▶ **EXERCISE DESCRIPTION**: Would you set down every line of the data below exactly as it reads?

(Stored entries)
--------------------------------

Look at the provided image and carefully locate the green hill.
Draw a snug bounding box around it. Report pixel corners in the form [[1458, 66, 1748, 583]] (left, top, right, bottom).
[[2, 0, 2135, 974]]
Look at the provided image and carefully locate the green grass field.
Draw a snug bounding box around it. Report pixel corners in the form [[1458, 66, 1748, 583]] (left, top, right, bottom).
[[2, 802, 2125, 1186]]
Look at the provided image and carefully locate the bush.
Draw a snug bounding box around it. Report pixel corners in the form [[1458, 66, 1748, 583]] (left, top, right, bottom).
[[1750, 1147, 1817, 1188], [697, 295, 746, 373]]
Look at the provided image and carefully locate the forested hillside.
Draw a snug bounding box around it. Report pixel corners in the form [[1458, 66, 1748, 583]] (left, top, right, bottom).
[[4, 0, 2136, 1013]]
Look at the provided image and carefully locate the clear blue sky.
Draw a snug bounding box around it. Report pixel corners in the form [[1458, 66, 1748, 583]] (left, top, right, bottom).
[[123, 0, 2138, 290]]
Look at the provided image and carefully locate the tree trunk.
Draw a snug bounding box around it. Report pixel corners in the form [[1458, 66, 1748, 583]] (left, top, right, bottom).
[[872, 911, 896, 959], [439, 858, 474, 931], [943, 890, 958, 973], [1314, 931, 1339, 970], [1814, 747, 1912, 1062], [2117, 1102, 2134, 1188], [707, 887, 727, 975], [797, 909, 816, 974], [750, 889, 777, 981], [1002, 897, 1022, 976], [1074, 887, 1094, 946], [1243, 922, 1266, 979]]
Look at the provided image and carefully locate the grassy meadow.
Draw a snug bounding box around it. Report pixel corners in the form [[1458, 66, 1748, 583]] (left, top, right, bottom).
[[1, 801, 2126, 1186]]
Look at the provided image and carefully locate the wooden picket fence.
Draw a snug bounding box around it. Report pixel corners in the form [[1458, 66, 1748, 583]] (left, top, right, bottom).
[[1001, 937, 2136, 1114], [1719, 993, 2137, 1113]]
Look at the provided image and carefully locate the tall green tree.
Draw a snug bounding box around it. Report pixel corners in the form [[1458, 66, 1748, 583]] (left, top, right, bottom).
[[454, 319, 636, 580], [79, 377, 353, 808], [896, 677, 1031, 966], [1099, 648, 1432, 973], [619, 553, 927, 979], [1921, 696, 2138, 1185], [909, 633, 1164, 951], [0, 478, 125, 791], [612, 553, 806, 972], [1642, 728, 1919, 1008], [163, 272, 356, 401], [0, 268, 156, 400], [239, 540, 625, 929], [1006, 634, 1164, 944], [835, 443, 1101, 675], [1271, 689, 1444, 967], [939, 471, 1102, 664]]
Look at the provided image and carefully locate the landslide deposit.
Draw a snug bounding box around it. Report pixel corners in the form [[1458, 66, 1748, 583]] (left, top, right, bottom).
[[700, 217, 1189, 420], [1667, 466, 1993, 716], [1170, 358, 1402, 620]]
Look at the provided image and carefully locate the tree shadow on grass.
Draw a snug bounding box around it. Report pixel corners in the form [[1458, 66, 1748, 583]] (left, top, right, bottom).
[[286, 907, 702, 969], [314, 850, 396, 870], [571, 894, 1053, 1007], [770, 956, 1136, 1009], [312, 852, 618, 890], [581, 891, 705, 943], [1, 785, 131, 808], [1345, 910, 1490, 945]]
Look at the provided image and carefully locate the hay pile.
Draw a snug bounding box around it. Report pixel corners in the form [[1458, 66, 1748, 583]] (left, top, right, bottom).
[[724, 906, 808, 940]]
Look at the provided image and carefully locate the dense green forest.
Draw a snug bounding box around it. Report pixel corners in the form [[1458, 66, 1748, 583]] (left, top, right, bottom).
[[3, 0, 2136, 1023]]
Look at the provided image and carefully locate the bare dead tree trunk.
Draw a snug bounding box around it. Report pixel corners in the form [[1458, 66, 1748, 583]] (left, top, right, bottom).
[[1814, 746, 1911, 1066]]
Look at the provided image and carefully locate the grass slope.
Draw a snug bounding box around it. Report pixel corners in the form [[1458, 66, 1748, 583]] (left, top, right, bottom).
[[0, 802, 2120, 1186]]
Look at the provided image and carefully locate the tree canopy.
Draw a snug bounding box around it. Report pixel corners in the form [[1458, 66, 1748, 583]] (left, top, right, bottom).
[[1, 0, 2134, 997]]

--------------------------------

▶ **ANSWER SPACE**:
Look at the provided image and carefully locate the green hill.
Draw a snug bounding box around it. Report pixel corners in the form [[1458, 66, 1748, 583]] (left, top, right, bottom).
[[2, 0, 2135, 974]]
Look at the provided image and carefully locate the green grass field.
Draw a snug bounding box around it. Report pixel corners in the form [[1458, 66, 1748, 583]] (left, top, right, bottom).
[[2, 802, 2125, 1186]]
Look at the provided image and carefully locate the bush.
Draw a snug bounding box around it. Report pixel corners in the form [[1458, 66, 1748, 583]] (left, top, right, bottom).
[[1750, 1147, 1817, 1188], [697, 295, 746, 373]]
Look at the provided image and carefully locate the forested hillside.
Draw a snug bounding box around it. Report pixel corners in the form [[1458, 66, 1748, 583]] (left, top, right, bottom).
[[4, 0, 2136, 1013]]
Look at the provided image and carefully locate the clear blue sky.
Draw a snug bounding box around it. Report pixel corners in the form [[1458, 66, 1748, 583]] (left, top, right, bottom).
[[123, 0, 2138, 290]]
Look at the provided image and carefully locate the tree trunk.
Draw a snug bounding box around it. Report pixel corners in the form [[1458, 66, 1748, 583]] (left, top, right, bottom).
[[872, 911, 896, 959], [439, 858, 474, 931], [943, 890, 958, 973], [1314, 931, 1339, 970], [1814, 747, 1912, 1062], [2117, 1102, 2134, 1188], [707, 887, 727, 975], [797, 909, 816, 974], [750, 889, 777, 981], [1002, 897, 1022, 976], [1074, 887, 1094, 946], [1243, 922, 1266, 979]]
Look at the provided image and carefully locate the grassy meadow.
Draw a snug bounding box around it. Report pixel corners in the form [[1458, 66, 1748, 583]] (left, top, right, bottom).
[[1, 801, 2126, 1186]]
Look at the provided image and carefully locate the wooden picket fence.
Draw a snug bounding box around it. Report pixel corners in the form [[1458, 66, 1748, 583]] (left, top, right, bottom).
[[1001, 937, 2136, 1114], [1719, 993, 2137, 1113]]
Look at the provided image and carefully locate the tall green tree.
Draw a snug bounding box around it. Report pixel corners in the form [[1458, 66, 1748, 583]] (left, top, right, bottom).
[[454, 319, 636, 580], [79, 377, 353, 808], [896, 677, 1031, 966], [1099, 648, 1432, 973], [619, 553, 927, 979], [1921, 696, 2138, 1185], [909, 633, 1164, 951], [0, 478, 125, 791], [612, 553, 806, 972], [1642, 728, 1919, 1008], [163, 272, 356, 401], [0, 268, 156, 400], [239, 540, 625, 929], [1006, 634, 1164, 944], [835, 443, 1101, 675], [1271, 689, 1444, 967], [939, 471, 1102, 664]]
Look at the provided image and carefully locate the landslide deposit.
Draw a snug bounding box around it. Report pixel corners in the form [[1458, 66, 1748, 583]] (left, top, right, bottom).
[[700, 217, 1189, 420], [1667, 466, 1993, 716], [1170, 358, 1402, 620]]
Look at the provided image and carefully locate the tree shadow on grass.
Draw a snug bounding box around it. Report pixel corners in the form [[1458, 66, 1748, 583]] (left, top, right, bottom).
[[286, 907, 702, 969], [314, 850, 396, 870], [571, 894, 1053, 1007], [770, 956, 1136, 1009], [312, 852, 618, 890], [581, 891, 705, 943], [1, 785, 131, 808], [1345, 910, 1490, 945]]
Look at the provided image and carefully locate the hay pile.
Draw a snug bounding box around it. Report pixel corners in the form [[1458, 66, 1748, 583]] (left, top, right, bottom).
[[724, 906, 808, 940]]
Look at the provided image and carefully locate the dense green forest.
Draw a snug bounding box around it. Report pixel corners in the form [[1458, 66, 1748, 583]] (left, top, right, bottom).
[[3, 0, 2136, 1023]]
Look at the provided image and carefully locate the bare dead tree trunk.
Draw a snug bounding box around it. Report pixel corners in the form [[1458, 66, 1748, 583]] (left, top, right, bottom).
[[1814, 746, 1911, 1066]]
Look at the provided image and carefully locate the grass slope.
Draw a snug bounding box around it. Report pixel corners in the form [[1458, 66, 1748, 583]] (left, top, right, bottom).
[[0, 802, 2120, 1186]]
Look at the provided image and carefully locate the tree canopy.
Draw a snug bounding box around it. Report pixel corners in the form [[1458, 66, 1748, 583]] (left, top, right, bottom).
[[1, 0, 2134, 997]]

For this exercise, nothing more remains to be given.